START TEXT UNDER STUDY

Author: Diana García López
Teaching economics is a political act. What you discuss (or not) in your seminar, what you include (or not) in the syllabus, shapes the minds of generations of economists. Academics create and perpetuate economic theories that inform and ultimately justify policies that affect society as a whole.
The last decades have seen the economics syllabus become narrower and narrower. A student who studied economics in the 60s would have received a much broader education than many UK undergraduates today. Recently, a lecturer in economics at a leading UK university even compared the fading of non-neoclassical schools of thought to the abandonment of treatments like leeches, tobacco smoke enemas and homeopathy by the medical profession. His students are not systematically exposed to the history of economic thought; some of them have never heard of Keynes in their lectures (let alone of Marx), and are frustrated because what they are taught has little relationship to the current real-world economic problems that attracted them to the study of economics in the first place. Critical thinking is not encouraged; prospective young lecturers are valued in terms of how much they have published in ‘the correct’ few mainstream journals.
Meanwhile, the UK (and Europe) has got stuck in a socio-economical and political impasse in which new answers are needed urgently. Suddenly the economics jargon has invaded the news and concerned citizens have become amateur economists, trying to understand what is going on, with the perception that economics can no longer be left exclusively to the supposed experts who “didn’t see it coming”. We have thus seen the development of a broad range of civil-society groups who share a focus on practical solutions and action, while differing in methods, scope and specific objectives (e.g. New Economics Foundation, Positive Money, Jubilee Debt Campaign, World Development Movement, Strike Debt, Robin Hood Tax, City Reform Group, UK Uncut, to name a few).

END TEXT UNDER STUDY

• THINGS TO DO:
1 – Decide whether each statement below agrees with the passage on teaching economics: (a) a student of economics in the 60s would have received a broader education than many UK undergraduates today; (b) critical thinking is encouraged; (c) Positive Money is among the civil-society groups named. Answer yes or no for each and quote the words of the passage that settle it.
2 – Carry on the passage on teaching economics from the point where it stops.

START GIVEN DATA

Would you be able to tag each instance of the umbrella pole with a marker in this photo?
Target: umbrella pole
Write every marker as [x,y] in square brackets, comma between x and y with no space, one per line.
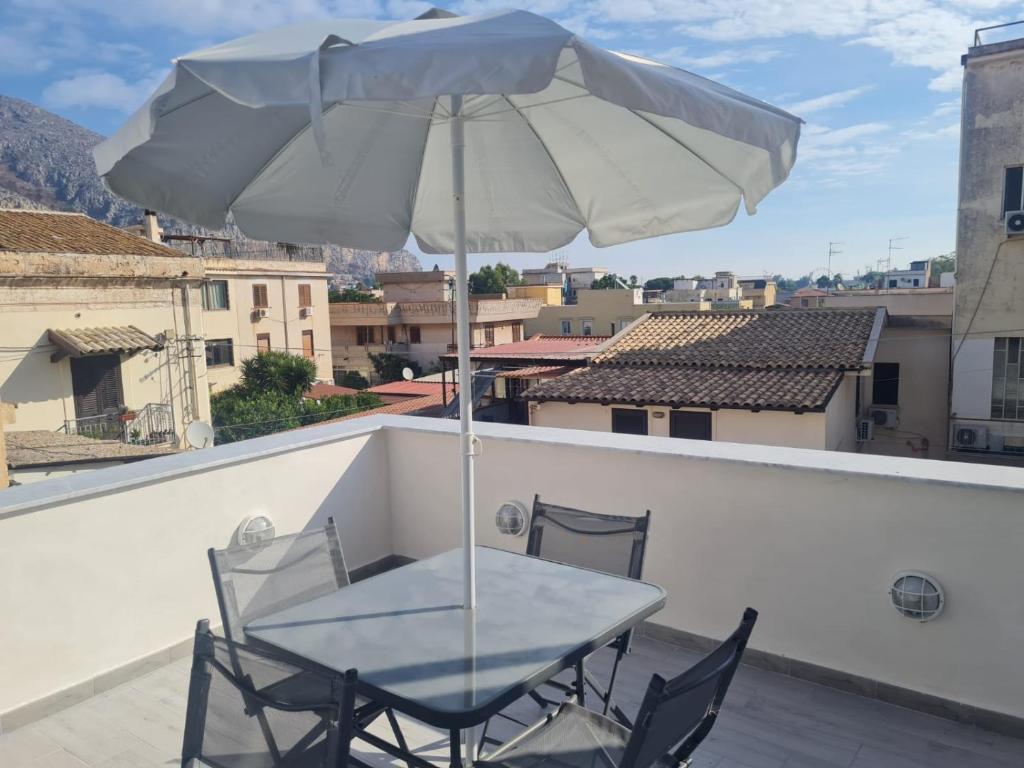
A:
[466,437]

END GIVEN DATA

• PER-TASK OUTPUTS:
1 –
(a) Yes: "A student who studied economics in the 60s would have received a much broader education than many UK undergraduates today."
(b) No: "Critical thinking is not encouraged"
(c) Yes: "Positive Money"

2 –
Successful efforts to increase coordination and exchange have taken place in the last few weeks, for example at the Transforming Finance conference [10 May 2013] that brought together academics, finance professionals and campaigners “to discuss how to make finance work in the long-term interests of the people and planet”. Last Saturday [22 June 2013], after weeks of preparation including an endorsement by 63 economists, Central Hall in Westminster saw 4000 campaigners from different backgrounds historically join forces in a People’s Assembly against austerity.
We are witnessing how the government’s budget cuts target the poor and the weakest in society – e.g. two thirds of people hit by the bedroom tax are disabled (as if it was the poor who had the money to reduce the debt!). The program to dismantle the welfare state is being implemented not only in the UK but all across Europe; entwined with the vicious circle of bad debt it leads to social collapse as the unfolding Greek tragedy shows. The respective ‘opposition’ parties across Europe have also accepted the “they/we deserved it; there is no alternative” belief. Only a few brave black sheep are left, armed with facts that nobody wants to hear.
The UK alone boasts 3 new food banks every week, with 13.5m people under the poverty line, 2.5m unemployed, 1.8m households on council house waiting-lists, and 25000 elderly people freezing to death at home every year because they can’t afford to pay their heating bills, just to mention a few figures. To me and to many this is not what a civilized society looks like.
Answers are needed to overcome this worsening situation, and in my opinion students and academics have a moral responsibility to participate in the production of such practical answers. As with everything we do, there is a whole spectrum of positions, each of which implies some degree of contradiction. The question is what degree of contradiction one is prepared to assume.
The clock of history is ticking; an answer is expected from the economics academics. I reckon it’s time to take a look outside the academic bubble, to descend from the high tower and reconnect the economics discipline with its roots – with the society it was always meant to serve.